**Given task 1:** Reproduce word for word the part of the forum thread on Johann Ernst Bach that runs between "It's in the" and "bear repeated listening.", inclusive.

————

# Johann Ernst Bach 1722 - 1777



## kangxi

Let's hear it for Johann Ernst Bach, 1722 - 1777. He had excellent nature & nurture, being both a relative and pupil of JSB (he was the son of Johann Bernhardt (JSB's second cousin) - not to mention JSB being his godfather. He's barely been mentioned on this site so perhaps it's time we paid him a bit of attention.

I don't have my New Grove with me at present, so I don't know precisely how much music we have by him, but Wiki lists fair body of vocal work. There's not much recorded of what we do have. I don't have much of his instrumental music: a couple of fantasias and fugues for organ, which are rather more chromatic than contemporary music, and a contrapuntal violin sonata.






They're pleasant but quite generic for the time.

It's in the vocal music that I hear his distinctive voice, and a very good one it is too. A couple of his works were once thought to be by JSB (a cantata BWV 222 - Mein Odem ist schwach, and a motet BWV Anh 165 - Unser Wandel ist in Himmel). As you might expect the quality of both works is high and very much bear repeated listening.














The other 3 works I have are all on one issue: a 2 CD box by Hermann Max with the Rheinische Kantorei.






There's one Amazon review by Stuart Sillitoe, which gives a good description that matches my own views:
"The Bach family have many members with Johann Ernst (1722-1777) being the nephew, godson and pupil of the more illustrious Johann Sebastian. Born in Eisenach he was the son of Johann Bernhard Bach, the second cousin of J S, whom he eventually succeeded as Eisenach's organist and court harpsichordist.
The Passionsoratorium differs from the Passions of J S in both style and size, lasting just over 90 minutes. It is a more intimate work than the big Passions of his uncle, calling for four soloists, 2 flutes, 2 oboes, 2 bassoons, 2 horns, strings and bass continuo. The influence of his uncle can be clearly heard in the work, whilst it is employs the prevalent style of the time, with this mix of old and new creating an attractive whole.

————

**Given task 2:** In the records below, repeat word for word every line from the one holding "Would you be able to point out the street" through the final line of the records, both included.

————

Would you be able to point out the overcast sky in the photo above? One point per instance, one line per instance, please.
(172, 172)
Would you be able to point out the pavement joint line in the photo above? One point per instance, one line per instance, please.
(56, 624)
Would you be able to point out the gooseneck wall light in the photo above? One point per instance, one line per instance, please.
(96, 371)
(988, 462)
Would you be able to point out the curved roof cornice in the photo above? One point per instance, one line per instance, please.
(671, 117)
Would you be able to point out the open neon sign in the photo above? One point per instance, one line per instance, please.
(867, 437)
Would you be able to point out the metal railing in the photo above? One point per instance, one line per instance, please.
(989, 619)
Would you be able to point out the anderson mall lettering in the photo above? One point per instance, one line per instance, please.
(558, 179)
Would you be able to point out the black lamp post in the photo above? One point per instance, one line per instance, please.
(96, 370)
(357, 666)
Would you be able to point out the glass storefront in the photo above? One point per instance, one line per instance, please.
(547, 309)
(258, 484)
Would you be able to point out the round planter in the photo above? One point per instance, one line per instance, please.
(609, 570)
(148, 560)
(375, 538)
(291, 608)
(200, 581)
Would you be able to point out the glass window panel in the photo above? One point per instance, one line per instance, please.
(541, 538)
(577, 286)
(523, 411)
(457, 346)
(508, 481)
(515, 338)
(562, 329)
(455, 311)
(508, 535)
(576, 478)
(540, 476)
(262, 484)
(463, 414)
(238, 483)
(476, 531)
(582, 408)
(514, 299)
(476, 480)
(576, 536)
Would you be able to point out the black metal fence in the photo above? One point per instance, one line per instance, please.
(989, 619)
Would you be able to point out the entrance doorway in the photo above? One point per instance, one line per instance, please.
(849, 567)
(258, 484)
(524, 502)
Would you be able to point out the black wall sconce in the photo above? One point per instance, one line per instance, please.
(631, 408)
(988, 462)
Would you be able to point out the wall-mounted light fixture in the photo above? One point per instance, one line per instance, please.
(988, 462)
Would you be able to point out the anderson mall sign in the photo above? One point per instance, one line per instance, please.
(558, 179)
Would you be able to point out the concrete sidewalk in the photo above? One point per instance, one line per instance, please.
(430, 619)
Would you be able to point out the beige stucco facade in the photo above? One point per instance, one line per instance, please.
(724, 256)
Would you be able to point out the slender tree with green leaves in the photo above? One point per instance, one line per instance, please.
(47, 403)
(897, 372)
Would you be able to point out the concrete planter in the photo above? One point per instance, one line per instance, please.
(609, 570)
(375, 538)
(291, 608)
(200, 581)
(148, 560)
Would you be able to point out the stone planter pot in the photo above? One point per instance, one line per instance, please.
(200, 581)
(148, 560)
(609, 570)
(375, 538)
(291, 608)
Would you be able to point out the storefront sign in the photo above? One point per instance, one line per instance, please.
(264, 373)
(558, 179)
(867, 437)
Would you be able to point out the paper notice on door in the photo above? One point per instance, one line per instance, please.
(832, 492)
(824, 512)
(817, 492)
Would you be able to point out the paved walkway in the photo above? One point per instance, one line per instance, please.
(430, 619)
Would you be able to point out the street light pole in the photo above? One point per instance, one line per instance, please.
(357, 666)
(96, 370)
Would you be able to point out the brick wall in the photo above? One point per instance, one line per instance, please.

————

**Written reply 1:**
It's in the vocal music that I hear his distinctive voice, and a very good one it is too. A couple of his works were once thought to be by JSB (a cantata BWV 222 - Mein Odem ist schwach, and a motet BWV Anh 165 - Unser Wandel ist in Himmel). As you might expect the quality of both works is high and very much bear repeated listening.

**Written reply 2:**
Would you be able to point out the street light pole in the photo above? One point per instance, one line per instance, please.
(357, 666)
(96, 370)
Would you be able to point out the brick wall in the photo above? One point per instance, one line per instance, please.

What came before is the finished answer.